— Start of Data excerpts —

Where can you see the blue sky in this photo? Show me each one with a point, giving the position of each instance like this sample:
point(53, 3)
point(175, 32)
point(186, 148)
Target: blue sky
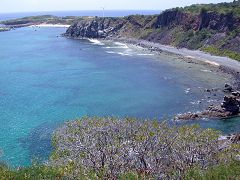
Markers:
point(59, 5)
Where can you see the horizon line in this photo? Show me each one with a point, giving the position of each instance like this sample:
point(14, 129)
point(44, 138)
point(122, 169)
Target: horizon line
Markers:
point(81, 10)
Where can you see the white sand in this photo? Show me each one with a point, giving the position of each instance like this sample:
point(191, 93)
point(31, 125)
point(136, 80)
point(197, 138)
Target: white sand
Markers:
point(52, 25)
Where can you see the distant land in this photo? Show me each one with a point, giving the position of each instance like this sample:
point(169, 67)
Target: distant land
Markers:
point(213, 28)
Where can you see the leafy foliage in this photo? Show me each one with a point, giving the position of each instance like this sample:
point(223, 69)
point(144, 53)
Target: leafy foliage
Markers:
point(110, 148)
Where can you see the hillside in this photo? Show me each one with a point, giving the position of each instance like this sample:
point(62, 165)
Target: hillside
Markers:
point(213, 28)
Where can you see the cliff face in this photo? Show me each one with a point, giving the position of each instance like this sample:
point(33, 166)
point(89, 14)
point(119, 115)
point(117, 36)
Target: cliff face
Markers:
point(211, 31)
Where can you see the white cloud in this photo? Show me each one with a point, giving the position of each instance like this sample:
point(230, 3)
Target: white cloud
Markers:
point(53, 5)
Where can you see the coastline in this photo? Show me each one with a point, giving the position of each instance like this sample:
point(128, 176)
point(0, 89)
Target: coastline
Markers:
point(51, 25)
point(224, 64)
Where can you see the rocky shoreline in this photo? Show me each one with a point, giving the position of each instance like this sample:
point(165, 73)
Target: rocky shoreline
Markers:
point(228, 108)
point(231, 101)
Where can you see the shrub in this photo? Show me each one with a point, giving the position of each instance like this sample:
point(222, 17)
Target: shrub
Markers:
point(109, 148)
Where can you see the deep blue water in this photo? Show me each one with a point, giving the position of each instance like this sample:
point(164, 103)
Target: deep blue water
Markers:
point(108, 13)
point(46, 80)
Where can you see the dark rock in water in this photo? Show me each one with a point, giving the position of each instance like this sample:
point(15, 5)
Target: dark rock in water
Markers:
point(231, 104)
point(236, 93)
point(234, 138)
point(229, 107)
point(228, 88)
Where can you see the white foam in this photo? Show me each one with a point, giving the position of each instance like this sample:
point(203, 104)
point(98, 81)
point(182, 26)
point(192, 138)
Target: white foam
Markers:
point(205, 70)
point(111, 52)
point(187, 90)
point(95, 41)
point(121, 45)
point(145, 54)
point(124, 54)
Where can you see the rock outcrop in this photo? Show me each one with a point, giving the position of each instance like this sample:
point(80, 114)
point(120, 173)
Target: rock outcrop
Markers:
point(229, 107)
point(212, 29)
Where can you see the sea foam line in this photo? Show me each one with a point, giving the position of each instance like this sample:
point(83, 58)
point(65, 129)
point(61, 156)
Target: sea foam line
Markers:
point(95, 41)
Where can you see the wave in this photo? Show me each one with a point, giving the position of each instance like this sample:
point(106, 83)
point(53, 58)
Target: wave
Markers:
point(145, 54)
point(95, 41)
point(124, 54)
point(187, 90)
point(111, 52)
point(205, 70)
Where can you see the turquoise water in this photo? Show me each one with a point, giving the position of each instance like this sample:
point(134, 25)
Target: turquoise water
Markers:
point(46, 80)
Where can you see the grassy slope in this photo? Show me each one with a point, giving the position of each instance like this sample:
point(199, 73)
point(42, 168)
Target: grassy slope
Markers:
point(197, 39)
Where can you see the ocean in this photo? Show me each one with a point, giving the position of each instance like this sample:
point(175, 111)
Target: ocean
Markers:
point(46, 79)
point(107, 13)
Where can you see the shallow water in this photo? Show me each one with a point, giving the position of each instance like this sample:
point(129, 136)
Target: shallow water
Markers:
point(46, 80)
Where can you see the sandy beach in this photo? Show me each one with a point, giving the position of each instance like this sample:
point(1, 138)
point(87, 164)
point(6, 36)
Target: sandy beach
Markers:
point(196, 55)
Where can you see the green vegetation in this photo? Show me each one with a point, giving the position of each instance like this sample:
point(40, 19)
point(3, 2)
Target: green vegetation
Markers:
point(221, 8)
point(111, 148)
point(222, 171)
point(33, 172)
point(222, 52)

— End of Data excerpts —

**Do this**:
Turn all the lines above into a numbered list, skipping blank lines and leaving out the pictures.

**Written response**:
1. Where can you see the blue sky in this photo? Show me each one with a point, giving the position of each instance like this sample:
2. point(53, 3)
3. point(175, 32)
4. point(186, 148)
5. Target: blue sky
6. Markers:
7. point(59, 5)
8. Where can you see the horizon line in this photo? Show me each one with a point, giving the position of each instance like this sample:
9. point(14, 129)
10. point(44, 138)
11. point(122, 169)
12. Target: horizon line
13. Markers:
14. point(81, 10)
15. Where can you see the white sand in this photo? Show me each one with a point, giving the position of each instance like this sample:
16. point(191, 93)
17. point(31, 125)
18. point(136, 80)
19. point(197, 138)
20. Target: white sand
21. Markers:
22. point(52, 25)
23. Where can you see the distant land in this photo? Show me each one with a point, giving the position of each instance like this sample:
24. point(169, 67)
25. Target: distant land
26. Markers:
27. point(213, 28)
28. Where can you see the leafy foliage in this photo? Show me each one with a point, giving the position of each instance like this sample:
29. point(223, 69)
30. point(144, 53)
31. Target: leafy foliage
32. Markers:
33. point(110, 148)
34. Where can you see the hillside in this photo? Show me each one with a point, giving the position of each instance like this sample:
35. point(62, 165)
36. Target: hillside
37. Markers:
38. point(213, 28)
39. Where can you see the cliff face in this photo? Show me each one with a point, giving the position of each instance like this sample:
40. point(33, 166)
41. point(89, 14)
42. point(119, 115)
43. point(117, 36)
44. Target: cliff face
45. Markers:
46. point(211, 31)
47. Where can you see the white cloud in this photo? Show me each one with a point, giving the position of each instance like this sample:
48. point(230, 3)
49. Target: white cloud
50. Markers:
51. point(53, 5)
52. Where can you see the coastline in this photo? Show me each one with a point, giving the position of each instance like this sample:
53. point(128, 176)
54. point(0, 89)
55. Target: coastline
56. Markers:
57. point(51, 25)
58. point(224, 64)
59. Where can you see the rocky shoreline in this photo? Show me each one with a point, giving the position of each instance like this sample:
60. point(165, 73)
61. Target: rocky shoreline
62. Markers:
63. point(228, 108)
64. point(231, 101)
65. Where can you see the shrub in this photo? Show me each one with a point, giving the position of each instance like this sample:
66. point(222, 17)
67. Target: shrub
68. Markers:
69. point(109, 148)
70. Where can you see the deep blue water in this photo? Show me each one with a point, giving the position of each instance like this sample:
71. point(164, 103)
72. Target: deep blue water
73. Markers:
74. point(108, 13)
75. point(46, 80)
76. Where can you see the dark rock in water in this photo? Show me each one with a point, giving the position of each instance like this sample:
77. point(15, 5)
78. Target: dark rock in water
79. Markers:
80. point(231, 104)
81. point(236, 93)
82. point(234, 138)
83. point(229, 107)
84. point(228, 88)
85. Where can you see the white foam in this photo? Show me each one with a point, giving the position of each instance like this sample:
86. point(203, 104)
87. point(98, 81)
88. point(182, 26)
89. point(192, 138)
90. Target: white foam
91. Markers:
92. point(205, 70)
93. point(111, 52)
94. point(187, 90)
95. point(95, 41)
96. point(121, 45)
97. point(145, 54)
98. point(124, 54)
99. Where can you see the rock outcrop in this photo? Show me each one with a point, giving the position of each instance like this sample:
100. point(80, 114)
101. point(120, 173)
102. Target: rock outcrop
103. Markers:
104. point(229, 107)
105. point(212, 29)
106. Where can you see the sea foam line in this photo? Show me each one with a point, giving the position of each instance like this sample:
107. point(83, 58)
108. point(65, 129)
109. point(61, 156)
110. Target: sea foam line
111. Markers:
112. point(95, 41)
113. Where can you see the wave in this photo? Show me each one with a point, giving the position of each instance like this sample:
114. point(106, 83)
115. point(53, 58)
116. Target: wave
117. Markers:
118. point(145, 54)
119. point(95, 41)
120. point(124, 54)
121. point(187, 90)
122. point(111, 52)
123. point(205, 70)
124. Where can you see the turquoise water in this photo? Show me each one with a point, giving the position of each instance like this sample:
125. point(134, 25)
126. Target: turquoise water
127. Markers:
128. point(46, 80)
129. Where can you see the grassy slope in this photo? Show me each one with a point, giving the position of each instance like this sample:
130. point(199, 73)
131. point(42, 168)
132. Target: grassy slope
133. Markers:
134. point(197, 39)
135. Where can you see the ocean in this photo? Show me each one with a point, giving the position of each instance like this sample:
136. point(175, 111)
137. Target: ocean
138. Markers:
139. point(46, 79)
140. point(107, 13)
141. Where can you see the shallow water in this photo? Show me each one with a point, giving the position of each instance like this sample:
142. point(129, 136)
143. Target: shallow water
144. Markers:
145. point(46, 80)
146. Where can you see the sandy beach in this photo? Show me each one with a point, giving the position of each instance like this sample:
147. point(1, 138)
148. point(87, 164)
149. point(6, 36)
150. Target: sandy beach
151. Markers:
152. point(196, 55)
153. Where can you see the green vegetation in this photo? Show me each one with a point, giving the position of each instance like this sample:
154. point(40, 19)
155. point(3, 2)
156. Target: green vegetation
157. Markers:
158. point(221, 8)
159. point(111, 148)
160. point(222, 171)
161. point(33, 172)
162. point(222, 52)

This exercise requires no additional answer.